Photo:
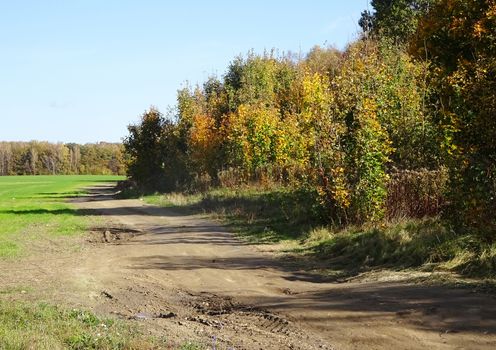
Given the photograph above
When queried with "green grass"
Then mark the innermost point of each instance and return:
(43, 326)
(285, 217)
(32, 207)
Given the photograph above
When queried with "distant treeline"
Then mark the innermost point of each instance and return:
(400, 123)
(43, 158)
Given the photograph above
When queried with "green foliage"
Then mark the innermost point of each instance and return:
(43, 158)
(459, 38)
(394, 19)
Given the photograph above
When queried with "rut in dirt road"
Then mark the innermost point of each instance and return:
(161, 262)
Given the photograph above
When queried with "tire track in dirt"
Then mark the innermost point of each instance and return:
(187, 278)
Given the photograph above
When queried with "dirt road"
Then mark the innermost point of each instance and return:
(185, 277)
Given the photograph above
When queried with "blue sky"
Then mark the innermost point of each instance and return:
(82, 70)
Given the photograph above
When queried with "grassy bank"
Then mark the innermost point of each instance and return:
(32, 207)
(285, 217)
(43, 326)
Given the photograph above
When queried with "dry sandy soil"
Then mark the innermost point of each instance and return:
(185, 277)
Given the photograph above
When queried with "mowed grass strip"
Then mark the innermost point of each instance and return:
(44, 326)
(33, 207)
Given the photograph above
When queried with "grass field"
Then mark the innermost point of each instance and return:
(35, 206)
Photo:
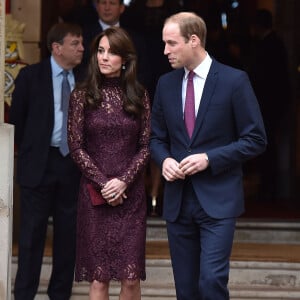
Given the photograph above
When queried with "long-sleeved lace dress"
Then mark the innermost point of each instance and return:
(106, 142)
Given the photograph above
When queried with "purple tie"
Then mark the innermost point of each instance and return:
(189, 108)
(65, 95)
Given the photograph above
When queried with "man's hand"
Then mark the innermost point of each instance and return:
(171, 170)
(194, 163)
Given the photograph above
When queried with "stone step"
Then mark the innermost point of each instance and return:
(248, 280)
(265, 264)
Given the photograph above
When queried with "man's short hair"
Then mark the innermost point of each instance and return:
(59, 31)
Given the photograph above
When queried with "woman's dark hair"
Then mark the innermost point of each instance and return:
(133, 92)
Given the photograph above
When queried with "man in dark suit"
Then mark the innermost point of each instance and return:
(202, 163)
(48, 179)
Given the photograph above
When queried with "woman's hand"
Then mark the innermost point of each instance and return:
(114, 192)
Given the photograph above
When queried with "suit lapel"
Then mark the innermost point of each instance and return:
(208, 90)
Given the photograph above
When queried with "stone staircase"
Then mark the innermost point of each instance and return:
(265, 264)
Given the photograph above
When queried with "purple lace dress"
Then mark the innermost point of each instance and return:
(106, 142)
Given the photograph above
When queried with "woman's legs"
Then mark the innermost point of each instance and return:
(99, 290)
(130, 290)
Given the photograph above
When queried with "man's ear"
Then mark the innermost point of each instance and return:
(194, 40)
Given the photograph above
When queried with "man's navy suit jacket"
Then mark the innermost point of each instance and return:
(229, 128)
(32, 113)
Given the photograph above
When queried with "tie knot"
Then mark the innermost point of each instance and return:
(65, 73)
(191, 75)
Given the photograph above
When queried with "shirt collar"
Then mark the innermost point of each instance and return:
(105, 25)
(202, 69)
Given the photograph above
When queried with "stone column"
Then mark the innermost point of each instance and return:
(2, 57)
(6, 207)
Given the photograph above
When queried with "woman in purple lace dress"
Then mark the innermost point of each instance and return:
(108, 134)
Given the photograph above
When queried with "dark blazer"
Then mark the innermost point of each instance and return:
(32, 113)
(229, 128)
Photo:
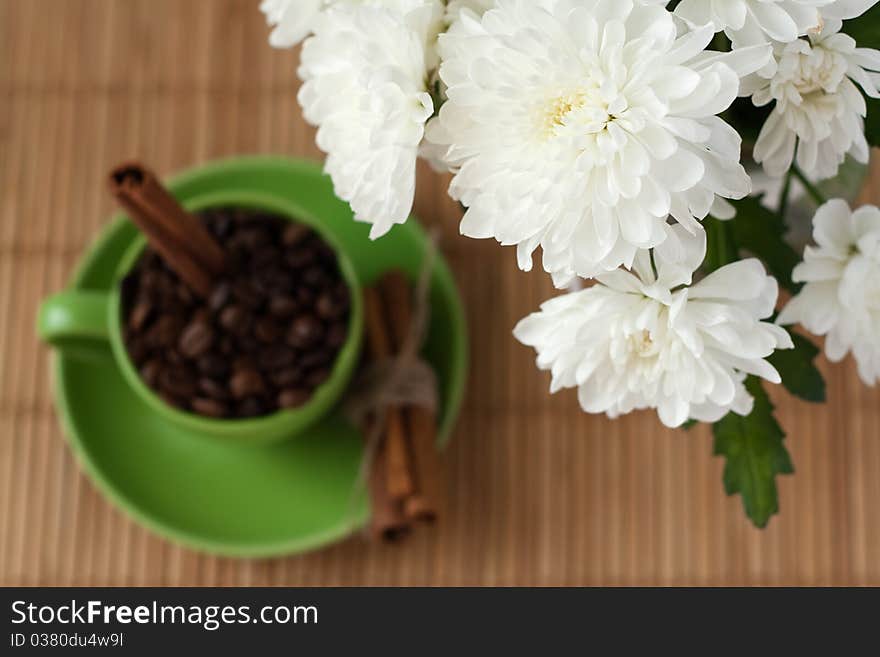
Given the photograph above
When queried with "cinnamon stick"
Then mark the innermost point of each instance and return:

★ ★ ★ ★ ★ ★ ★

Given task: In your copy of the listing above, reproduce each line exactly and omit all pictures.

Reply to the task:
Photo:
Given the photograph above
When queried with "green grass"
Then mark the innermost point of each instance and return:
(43, 326)
(285, 217)
(32, 207)
Given the photograph above
When queried with "distant treeline"
Then mark the innermost point of each instance and return:
(400, 123)
(43, 158)
Given the photograph above
When queried with "green foliage"
Then mark the innermost point of each instance and return:
(43, 158)
(459, 38)
(394, 19)
Given the photograph above
When queried with "rut in dirt road"
Then mark the innermost point of each instance and return:
(161, 262)
Given the photograph above
When queried with "tire track in dirt"
Then mark the innermost point of each instance and return:
(187, 278)
Given the photograph above
When queried with "dirt road"
Then mark the innermost point of each instance and return:
(185, 277)
Given the photograph above
When queried with "blue sky"
Then mark the innermost point of each instance and return:
(82, 70)
Given the photograph above
When queried with "grassy bank"
Then mark the innermost point of each instance and return:
(32, 207)
(285, 217)
(43, 326)
Given the photograph above
When queried with "dry sandy soil"
Then mark the innermost point of each instance and return:
(185, 277)
Given the photograph above
When queried with "mowed grass strip"
Then mark the innermost point of each instance and return:
(44, 326)
(33, 207)
Given the photograph above
When queried with "grass field"
Then mark the innermost point of each instance and return:
(35, 206)
Photo:
Given the photograph above
When queried with "long-sleeved lace dress"
Then mark the innermost point of each instance and return:
(106, 142)
Given the photograph above
When queried with "purple tie"
Then mark the innermost point of each instance and return:
(189, 108)
(65, 95)
Given the photograph above
When queried with "man's hand"
Then mark the innermost point of each instance and return:
(171, 170)
(194, 163)
Given the photograph above
When queried with "stone step"
Then mark the innermost point of each instance and return:
(248, 280)
(265, 264)
Given the photograph above
When queried with "man's short hair"
Then mark the innermost point of each instance and return:
(59, 31)
Given the photograph above
When queried with "woman's dark hair"
Then mark the innermost point of each instance and return:
(133, 92)
Given the photograph above
When queried with "man in dark suit"
Then mark the innermost point of each instance and return:
(202, 163)
(48, 179)
Given the photograph above
When queried with "woman's hand"
Then mark the innermost point of each instance and return:
(114, 192)
Given the photograph above
When queried with "suit lapel"
Then mark the innermost point of each instance and return:
(208, 90)
Given the photograph above
When queried with "stone staircase"
Then mark the innermost point of each instance and return:
(265, 264)
Given the photograph above
When queried with "purple lace dress"
Then mark the innermost point of each instance and return:
(106, 142)
Given the photograph above
When queried with "woman's legs"
Then mark the innermost point of each instance and return:
(99, 290)
(130, 290)
Given the photograph above
When queried with "man's ear"
Then mark the innermost point of each instance and return:
(194, 40)
Given the photograph above
When queried with "man's navy suit jacket"
Then mark the innermost point of each instance and return:
(229, 128)
(32, 113)
Given the photograph above
When queried with "tie knot"
Then mark the innermost point of each instance and return:
(65, 73)
(191, 75)
Given the photograph above
When queried with "shirt collar"
Then mark the innermost point of each instance and return:
(105, 25)
(202, 69)
Given the photograph above
When queried with "stone column"
Then mark the innermost point of each instance and return:
(2, 57)
(6, 207)
Given the photograph above
When queried with "woman in purple lace dress"
Then mark the innermost point of each instance and return:
(108, 134)
Given the photograph above
When queried with "dark blazer"
Then mark the innermost point of each instance and return:
(32, 113)
(229, 128)
Photo:
Given the photograph above
When queried with "cinnamon stick"
Then mark the innermost point of each instance and return:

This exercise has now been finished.